WORK INSTRUCTIONS:
a. According to the RStan getting-started page, which download mirror is recommended for R?
b. List every version number mentioned on the RStan getting-started page, along with the software each one refers to.

DOCUMENT PASSAGE:
####################

RStan Getting Started - PrinceWangR/rstan GitHub Wiki
<wiki:toc max_depth="3" />
Almost all install instructions below are for the aforementioned version of RStan.
RStan is the R (http://www.r-project.org/) interface for Stan. This how-to includes:
For more information on Stan and its modeling language, see:
R version 3.0.2 or later is required (if you are on a Mac, you may need to reinstall various things if you subsequently upgraded Xcode), although RStan is known to not work in some respects for versions of R less than 3.2.0 (plots based on ggplot2 will fail, the rstan.package.skeleton
function will not download the needed files, etc.). The minimal requirement of R version 3.0.2 or later is intended to allow RStan to mostly work on remote servers that may not be able to upgrade to a more recent version of R. RStan is barely tested on anything but the latest stable version of R and the develop version of R. If you have administrative rights to the computer you are using --- including especially anyone who may be participating in a conference workshop involving RStan --- you have no excuse to not use the latest stable version of R, which is available from
Follow the download link, then choose a mirror (we recommend http://cran.rstudio.com/ because it redirects to the closest reliable mirror), then click on the link for your platform (Windows, Linux, or Mac). For Windows, there is an additional step of choosing the "base" package before the download.
The Linux and Mac versions of the R command-line and GUI should install and work with the default configurations.
Although it is not required, for most users we strongly recommend installing RStudio version 0.99.1259 or later from
http://www.rstudio.com/products/rstudio/download/preview
which has basic support for .stan file types and syntax highlighting for Stan 2.10.0 and higher.
- For Mac, see RStan Mac OS X Prerequisite Installation Instructions .
- For Windows, see How to install Rtools on Windows.
- For Linux, use your package manager to install build-essential and a recent version of either g++ or clang++.

####################

SOURCE EXCERPT:
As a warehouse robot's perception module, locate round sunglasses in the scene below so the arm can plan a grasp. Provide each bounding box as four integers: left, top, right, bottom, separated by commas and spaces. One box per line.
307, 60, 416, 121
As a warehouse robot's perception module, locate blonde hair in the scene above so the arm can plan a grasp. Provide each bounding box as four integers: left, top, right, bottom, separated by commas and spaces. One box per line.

####################

SET OF ANSWERS:
a. http://cran.rstudio.com/

b.
- 3.0.2: R
- 3.2.0: R
- 0.99.1259: RStudio
- 2.10.0: Stan